◆ **Description of the task**: Emit only the lines from the line containing "the white road" through the last line of the entries, unchanged.

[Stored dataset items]

-*-

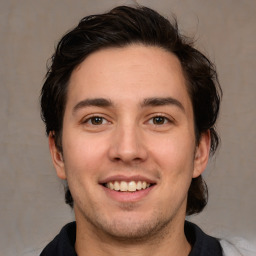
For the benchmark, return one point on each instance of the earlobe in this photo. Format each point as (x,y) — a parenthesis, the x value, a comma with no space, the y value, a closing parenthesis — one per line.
(202,154)
(57,157)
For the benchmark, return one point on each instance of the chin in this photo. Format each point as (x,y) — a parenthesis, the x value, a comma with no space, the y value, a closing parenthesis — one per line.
(128,229)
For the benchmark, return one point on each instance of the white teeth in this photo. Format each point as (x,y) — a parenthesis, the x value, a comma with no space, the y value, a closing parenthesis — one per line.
(132,186)
(127,186)
(123,186)
(116,186)
(139,185)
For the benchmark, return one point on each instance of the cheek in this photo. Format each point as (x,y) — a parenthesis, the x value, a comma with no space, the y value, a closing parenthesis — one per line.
(173,152)
(83,154)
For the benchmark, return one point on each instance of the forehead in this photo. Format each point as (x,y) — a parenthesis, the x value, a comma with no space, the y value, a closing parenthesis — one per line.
(123,73)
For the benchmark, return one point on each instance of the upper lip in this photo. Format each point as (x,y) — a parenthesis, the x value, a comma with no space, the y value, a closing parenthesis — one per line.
(127,179)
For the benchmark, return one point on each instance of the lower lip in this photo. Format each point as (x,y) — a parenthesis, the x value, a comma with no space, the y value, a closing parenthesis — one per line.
(127,196)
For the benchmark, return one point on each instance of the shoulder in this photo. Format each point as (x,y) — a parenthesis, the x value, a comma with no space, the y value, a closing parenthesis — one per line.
(238,246)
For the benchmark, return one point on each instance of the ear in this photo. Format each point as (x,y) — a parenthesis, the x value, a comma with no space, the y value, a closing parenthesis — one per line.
(57,158)
(202,154)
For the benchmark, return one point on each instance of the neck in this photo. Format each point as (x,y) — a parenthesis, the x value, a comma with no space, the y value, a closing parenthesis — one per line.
(170,240)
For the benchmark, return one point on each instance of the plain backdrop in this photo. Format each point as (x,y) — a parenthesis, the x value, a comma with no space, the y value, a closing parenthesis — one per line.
(31,196)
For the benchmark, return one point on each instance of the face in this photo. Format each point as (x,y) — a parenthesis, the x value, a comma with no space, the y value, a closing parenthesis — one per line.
(129,150)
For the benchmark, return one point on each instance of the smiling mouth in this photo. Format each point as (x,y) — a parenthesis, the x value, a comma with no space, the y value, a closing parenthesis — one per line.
(131,186)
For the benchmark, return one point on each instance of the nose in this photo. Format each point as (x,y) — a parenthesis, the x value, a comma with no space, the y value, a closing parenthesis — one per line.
(127,145)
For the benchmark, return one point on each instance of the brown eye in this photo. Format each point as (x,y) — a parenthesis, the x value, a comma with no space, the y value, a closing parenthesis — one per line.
(158,120)
(96,120)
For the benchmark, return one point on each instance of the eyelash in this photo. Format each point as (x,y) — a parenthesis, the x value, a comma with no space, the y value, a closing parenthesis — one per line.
(89,120)
(166,120)
(105,121)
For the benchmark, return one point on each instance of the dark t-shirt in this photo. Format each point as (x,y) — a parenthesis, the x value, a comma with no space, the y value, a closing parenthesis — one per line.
(202,245)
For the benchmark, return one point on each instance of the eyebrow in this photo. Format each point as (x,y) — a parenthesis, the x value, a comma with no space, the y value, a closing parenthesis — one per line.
(162,102)
(97,102)
(102,102)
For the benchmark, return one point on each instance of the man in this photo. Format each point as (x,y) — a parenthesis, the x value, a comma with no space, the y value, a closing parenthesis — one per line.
(130,109)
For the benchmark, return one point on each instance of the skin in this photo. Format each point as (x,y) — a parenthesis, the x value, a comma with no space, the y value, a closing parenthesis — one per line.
(129,140)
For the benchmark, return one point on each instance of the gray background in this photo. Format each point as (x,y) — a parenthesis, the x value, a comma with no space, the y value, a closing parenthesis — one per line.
(31,196)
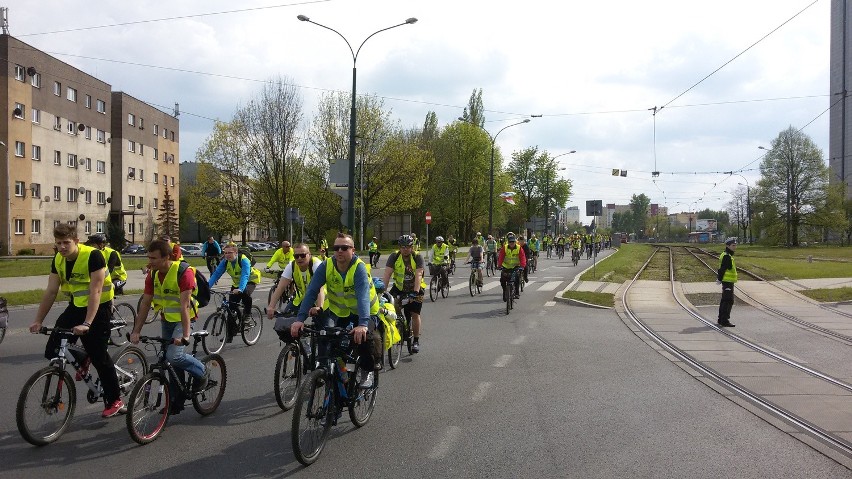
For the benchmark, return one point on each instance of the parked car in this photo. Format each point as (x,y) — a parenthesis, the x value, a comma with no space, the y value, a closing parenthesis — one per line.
(133,249)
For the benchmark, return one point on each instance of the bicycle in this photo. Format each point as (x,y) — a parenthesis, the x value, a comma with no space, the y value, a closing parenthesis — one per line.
(48,399)
(150,403)
(122,315)
(332,386)
(228,313)
(439,282)
(473,283)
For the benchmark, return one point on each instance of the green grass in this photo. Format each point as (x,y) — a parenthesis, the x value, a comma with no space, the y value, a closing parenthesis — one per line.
(621,265)
(591,297)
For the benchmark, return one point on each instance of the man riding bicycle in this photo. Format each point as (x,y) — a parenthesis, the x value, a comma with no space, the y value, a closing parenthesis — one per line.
(511,257)
(170,290)
(406,267)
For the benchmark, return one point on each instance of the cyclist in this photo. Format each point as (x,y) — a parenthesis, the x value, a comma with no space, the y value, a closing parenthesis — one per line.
(491,249)
(475,256)
(511,256)
(115,269)
(406,267)
(244,278)
(306,265)
(282,256)
(171,293)
(441,258)
(351,299)
(211,251)
(82,275)
(373,249)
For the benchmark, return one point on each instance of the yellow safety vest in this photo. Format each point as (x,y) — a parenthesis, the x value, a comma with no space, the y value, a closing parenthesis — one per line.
(730,275)
(235,270)
(340,292)
(78,286)
(167,294)
(118,273)
(510,257)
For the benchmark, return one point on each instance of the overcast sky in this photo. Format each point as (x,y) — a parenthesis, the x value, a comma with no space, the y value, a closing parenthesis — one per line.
(592,69)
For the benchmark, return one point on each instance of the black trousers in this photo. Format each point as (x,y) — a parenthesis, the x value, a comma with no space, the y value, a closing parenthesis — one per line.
(727,301)
(94,342)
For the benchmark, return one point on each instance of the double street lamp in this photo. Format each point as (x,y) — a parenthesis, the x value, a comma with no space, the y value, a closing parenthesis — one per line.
(491,187)
(350,209)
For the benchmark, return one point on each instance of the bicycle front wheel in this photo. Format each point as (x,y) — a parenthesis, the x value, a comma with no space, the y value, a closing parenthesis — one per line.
(46,406)
(123,315)
(208,399)
(148,408)
(216,325)
(252,326)
(130,366)
(313,415)
(288,375)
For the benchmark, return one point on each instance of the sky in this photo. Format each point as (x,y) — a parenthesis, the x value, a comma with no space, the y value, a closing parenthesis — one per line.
(729,75)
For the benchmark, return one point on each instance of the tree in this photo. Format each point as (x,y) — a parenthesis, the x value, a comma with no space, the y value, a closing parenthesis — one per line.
(793,178)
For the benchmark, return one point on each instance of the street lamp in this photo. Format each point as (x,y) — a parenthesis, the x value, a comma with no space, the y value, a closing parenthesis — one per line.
(350,216)
(491,187)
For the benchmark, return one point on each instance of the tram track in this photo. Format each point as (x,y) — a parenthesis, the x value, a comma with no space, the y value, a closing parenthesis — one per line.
(812,426)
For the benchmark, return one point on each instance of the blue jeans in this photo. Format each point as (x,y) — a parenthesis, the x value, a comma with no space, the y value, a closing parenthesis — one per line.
(177,354)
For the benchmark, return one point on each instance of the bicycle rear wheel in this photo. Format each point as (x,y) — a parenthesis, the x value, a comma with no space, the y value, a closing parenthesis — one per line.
(130,366)
(217,327)
(362,400)
(208,399)
(252,326)
(288,375)
(46,406)
(123,315)
(313,415)
(148,408)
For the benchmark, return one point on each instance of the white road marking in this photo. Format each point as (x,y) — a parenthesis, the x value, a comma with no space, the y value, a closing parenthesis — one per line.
(442,448)
(502,361)
(480,392)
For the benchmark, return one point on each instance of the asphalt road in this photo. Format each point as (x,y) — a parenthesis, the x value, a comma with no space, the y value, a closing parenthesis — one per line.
(549,391)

-*-

◆ **Worked answer**:
For the benchmark, return one point on each instance of the white road marking in this photo. Format each point as (x,y) — a parenthesis, the x value, a comma with no space, the y value, a closing parenthesis — one per line.
(442,448)
(502,361)
(480,392)
For the benchmark, return one point on each instance of the asphalt road in this photo. Format each point as (x,y) — a parenthesis, the x value, a comma with no space, the y value, a closing parenthesis — one per line.
(549,391)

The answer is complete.